▸ **Tujuan Tugas**:
#1 Ringkas kutipan sumber tentang puisi-puisi SSL dalam dua kalimat.
#2 Teruskan ulasan tentang sikap perlawanan dalam puisi SSL, mulai tepat sesudah kalimat terakhirnya.

▸ **Kutipan Sumber**:
────────────────────

Meskipun pada bagian (1) ini SSL bertutur tentang cinta, dalam beberapa puisinya muncul kesan adanya perlawanan terhadap “arus utama” sebagai bagian dari ekspresi sikap pemberontakannya. Larik //Terkutuklah kalian para pembuat puisi/Yang mengubah kata-kata menjadi berhala/yang kalian tegakkan di tengah alun-alun/lalu kalian lingkari dengan arak-arakan rindu// (“Berhala”, hal. 40). Bisa jadi idiom “pembuat puisi” dalam teks ini tak hendak dimaksudkan untuk mengutuk para penyair, tetapi diarahkan kepada mereka yang punya hobi memuja kata-kata sebagai “berhala” hingga menjadi alat retorika dan kekuatan verbal untuk melumpuhkan “lawan”.
Upaya perlawanan terhadap arus utama juga tampak pada larik “Aku ingin kaubicara di depan pengeras suara/Lalu mengabarkan ke penjuru kampung dengan penuh sukacita/Bahwa aku, kekasihmu, akan dikubur pagi itu juga//arus kau yang pertama merayakan kematianku/Karena aku ingin menjadi yang terakhir, yang mati di pelukanmu/Sesudahnya, tak boleh ada lagi kabar duka untukmu// (“Berita Kematian”, hal. 55). Sikap “pemberontakan” ini bisa jadi diarahkan untuk menyasar mereka yang bersikap pura-pura meratapi kematian, tetapi sesungguhnya bersikap sebaliknya. Bersukacita dalam kemasan duka.

────────────────────

▸ **Bahan yang Disediakan**:

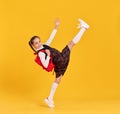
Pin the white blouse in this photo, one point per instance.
(42, 55)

────────────────────

▸ **Jawaban**:
#1 Meskipun bertutur tentang cinta, beberapa puisi SSL memunculkan kesan perlawanan terhadap “arus utama” sebagai ekspresi sikap pemberontakannya, seperti dalam “Berhala”, yang kutukannya bisa jadi diarahkan kepada mereka yang memuja kata-kata sebagai berhala hingga menjadi alat retorika untuk melumpuhkan “lawan”. Perlawanan serupa tampak dalam “Berita Kematian”, yang bisa jadi menyasar mereka yang pura-pura meratapi kematian, padahal sebenarnya bersukacita dalam kemasan duka.

#2
Dengan segenap kemampuan stylistika-nya, SSL berupaya secara sungguh-sungguh untuk menghindari idiom-idiom cinta yang secara “common-sense” telah tercitrakan sentimentil dan cengeng. Ia agaknya punya kekayaan kosakata yang mampu berbicara soal cinta tanpa harus terjebak dalam bentangan slogan-slogan cinta yang kosong dan tanpa makna. Ia juga sanggup berkelit untuk menggunakan idiom-idiom klasik yang selama ini telanjur melekat dan mengilu-sumsum dalam imajinasi cinta banyak orang.
Selain itu, ada dorongan kuat SSL untuk melakukan semacam “pemberontakan eksistensialitas” secara subtil dari si aku lirik dalam memandang dan memahami cinta sebagai hak universal setiap anak manusia yang acapkali disalahtafsirkan dengan mengatasnamakan cinta untuk melakukan tindakan-tindakan anomali yang secara diametral bertentangan dengan nilai-nilai kemanusiaan.
Penyair kelahiran Tuban (Jatim) pada kuartal akhir 1980 itu saya kira memiliki hak untuk bertutur tentang soal-soal cinta yang selama ini tercitrakan sebagai tema-tema sentimentil, bahkan cengeng. Sebagai anak manusia yang kebetulan memilih genre puisi untuk menuturkan kegelisahan dan pergolakan batinnya, ia memiliki hak secara penuh dan seutuhnya untuk bertutur tentang tema yang dianggap sentimentil dan cengeng itu.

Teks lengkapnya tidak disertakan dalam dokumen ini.